* [Problems to work on]
a) From the news article about the jackhammer noise near the lab mice, extract the passage starting with "Lab Mice Catch" and going on through "tower on Howard Avenue.", copying it word for word.
b) Answer these questions about the news article on the jackhammer noise near the lab mice:
(i) How much extra has the housing authority agreed to spend to speed up the demolition?
(ii) At what address is the new housing development where the Rowe tenants were moved?
(iii) Which company has been breaking up the building's foundation?
c) Continue the news article about the jackhammer noise near the lab mice, picking up after its final sentence.

Start of Page excerpt

Lab Mice Catch Break From Jackhammer Ruckus

Based on a complaint that jackhammers are threatening the tranquility of laboratory mice, the housing authority has agreed to spend an extra $22,000 to speed up demolition of a public-housing tower on Howard Avenue.

The housing authority struck the deal last week with the Connecticut Mental Health Center (CMHC), which runs experiments with laboratory mice right across the street from the demolition site.

The housing authority began in October tearing down the William T. Rowe building, an old cement senior high-rise at 904 Howard, as part of a land swap with Yale-New Haven Hospital. The authority moved Rowe tenants to a new housing development at 33 Sylvan Ave. on land once owned by the hospital. In return, it agreed to tear down 904 Howard and turn over the property to the hospital by Dec. 31 of this year.

For the past two weeks, Standard Demolition has been breaking up the building’s foundation with a hoe-ram,” a large machine-operated jackhammer. (Click on the video above for a sample.)

The hammering has been so forceful that it shakes the floor of Gennaro’s Apizza Cafe, said baker Ilyas Uzun. The shop sits at the corner of Sylvan and Howard, right across the street from the demolition site.

Melissa Bailey Photo

Uzun (pictured) wasn’t the only one disturbed by the vibrations. The housing authority got a call last week from CMHC concerned that the noise would bother the mice in its laboratories, according to Jimmy Miller, second-in-command of the housing authority.

Miller said the demolition job has been difficult. The foundation is made up of huge” footings, blocks of concrete each weighing a couple of tons.” The housing authority had two options, he said: blow them up” or break them apart with jackhammers. Using explosives would have been quicker, but would have required permits that would have delayed the project, Miller said. So the housing authority decided to stick with the jackhammers.

End of Page excerpt
Start of Given data

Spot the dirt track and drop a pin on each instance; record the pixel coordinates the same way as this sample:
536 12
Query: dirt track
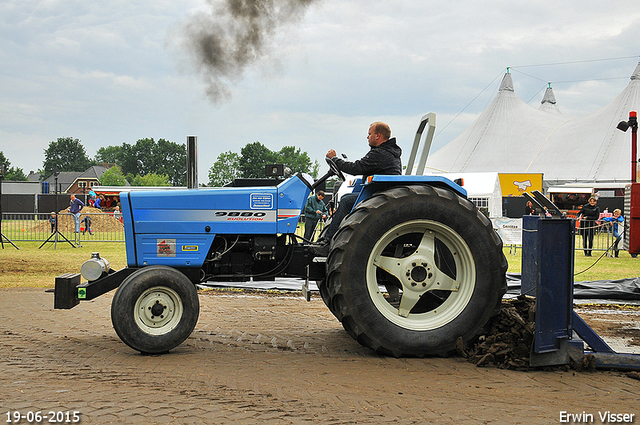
267 360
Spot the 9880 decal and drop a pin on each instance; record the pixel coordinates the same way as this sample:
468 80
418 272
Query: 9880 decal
51 417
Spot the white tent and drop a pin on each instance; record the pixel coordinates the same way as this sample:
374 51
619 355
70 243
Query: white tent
513 137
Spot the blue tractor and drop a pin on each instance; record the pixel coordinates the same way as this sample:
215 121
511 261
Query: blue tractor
412 271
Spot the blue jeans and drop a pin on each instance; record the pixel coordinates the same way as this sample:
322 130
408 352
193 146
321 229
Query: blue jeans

End of Given data

* [Results of the tasks]
a)
Lab Mice Catch Break From Jackhammer Ruckus

Based on a complaint that jackhammers are threatening the tranquility of laboratory mice, the housing authority has agreed to spend an extra $22,000 to speed up demolition of a public-housing tower on Howard Avenue.

b)
(i) $22,000
(ii) 33 Sylvan Ave.
(iii) Standard Demolition

c)
The housing authority acted quickly on CMHC’s complaint: At its board meeting last Thursday, commissioners voted to speed up demolition to lessen the noise. That will require demo crews to work overtime hours for roughly two weeks to get the job done, Miller estimated. Workers will extend their workday from eight to 12 hours, he said. That in turn will speed up remaining demolition by two to four weeks, he said, costing the housing authority an extra $22,000 in overtime costs.

That’ll lessen the time the mice are subjected to noise,” Miller said.

The situation elicited chuckles from the housing authority board and audience as commissioners approved the action by a unanimous vote.

This is what we call being a good community partner,” noted commissioner Matt Short.

So far, the mice have survived without adverse effects, according to Yale spokeswoman Karen Peart.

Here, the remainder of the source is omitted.